Start of Records supplied
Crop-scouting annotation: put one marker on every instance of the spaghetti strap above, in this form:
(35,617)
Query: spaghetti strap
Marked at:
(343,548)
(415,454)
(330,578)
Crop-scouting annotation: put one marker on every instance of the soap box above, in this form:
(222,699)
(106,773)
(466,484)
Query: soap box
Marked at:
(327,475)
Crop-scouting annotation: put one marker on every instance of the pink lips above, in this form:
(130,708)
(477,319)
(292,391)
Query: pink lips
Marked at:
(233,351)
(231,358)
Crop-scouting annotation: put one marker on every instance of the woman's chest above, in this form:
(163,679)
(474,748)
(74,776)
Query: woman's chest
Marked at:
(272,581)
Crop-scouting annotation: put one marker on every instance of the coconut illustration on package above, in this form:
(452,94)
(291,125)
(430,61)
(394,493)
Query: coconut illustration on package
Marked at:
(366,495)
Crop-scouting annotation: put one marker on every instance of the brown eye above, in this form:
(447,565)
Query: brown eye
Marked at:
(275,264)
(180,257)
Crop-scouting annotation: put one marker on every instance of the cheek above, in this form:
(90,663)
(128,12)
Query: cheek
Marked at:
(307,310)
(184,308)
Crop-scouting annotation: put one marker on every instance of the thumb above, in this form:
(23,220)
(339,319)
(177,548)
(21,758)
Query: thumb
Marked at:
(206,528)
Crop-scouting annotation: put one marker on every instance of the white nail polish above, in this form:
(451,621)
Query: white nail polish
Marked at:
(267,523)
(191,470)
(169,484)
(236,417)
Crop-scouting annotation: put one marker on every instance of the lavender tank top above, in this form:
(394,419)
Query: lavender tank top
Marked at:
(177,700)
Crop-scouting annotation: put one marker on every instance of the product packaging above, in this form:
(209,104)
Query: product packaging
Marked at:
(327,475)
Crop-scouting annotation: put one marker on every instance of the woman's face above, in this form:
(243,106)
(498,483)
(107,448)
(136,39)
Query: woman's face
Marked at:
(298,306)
End of Records supplied
:: Given task ::
Using the listing above, please repeat every entry exactly.

:: Exercise answer ::
Crop-scouting annotation: put one marker on every instance of the spaghetti strap above, in this form:
(35,617)
Query: spaghetti strap
Marked at:
(343,548)
(415,454)
(330,578)
Crop-scouting annotation: put one marker on every instance of the soap box above, in this form:
(222,699)
(106,773)
(466,484)
Query: soap box
Marked at:
(327,475)
Crop-scouting annotation: put one marker on every instance of the pink lips above, in this form:
(130,708)
(477,319)
(292,391)
Query: pink lips
Marked at:
(233,351)
(231,358)
Crop-scouting annotation: put one marker on every instance of the woman's chest above, in this form:
(163,679)
(474,748)
(74,776)
Query: woman's chest
Marked at:
(272,581)
Crop-scouting annotation: put one marker on every instance of the coconut illustration on package above, in this form:
(452,94)
(291,125)
(430,61)
(394,493)
Query: coconut illustration on package
Marked at:
(366,495)
Crop-scouting annotation: put one marker on every instance of the brown eye above, in this form:
(447,565)
Query: brown eye
Marked at:
(275,264)
(180,257)
Crop-scouting annotation: put one marker on every instance of the cheek above, in this form:
(90,663)
(128,12)
Query: cheek
Marked at:
(307,310)
(184,308)
Crop-scouting annotation: put one marker on every instance of the thumb above, in this form:
(23,220)
(339,319)
(177,548)
(21,758)
Query: thumb
Marked at:
(206,528)
Crop-scouting annotation: put one marker on every instance of the white nail polish above, in this form:
(451,621)
Query: white nail polish
Marked at:
(267,523)
(191,470)
(169,484)
(236,417)
Crop-scouting annotation: put one marker on every instance of the lavender tank top above, in this form:
(394,419)
Query: lavender tank top
Marked at:
(177,700)
Crop-scouting annotation: put one marker on every instance of the product packaging above, in this form:
(209,104)
Query: product packaging
Marked at:
(327,475)
Crop-scouting annotation: put one marker on every instance of the woman's face above, in this form:
(243,106)
(498,483)
(107,448)
(136,39)
Query: woman's face
Marked at:
(298,306)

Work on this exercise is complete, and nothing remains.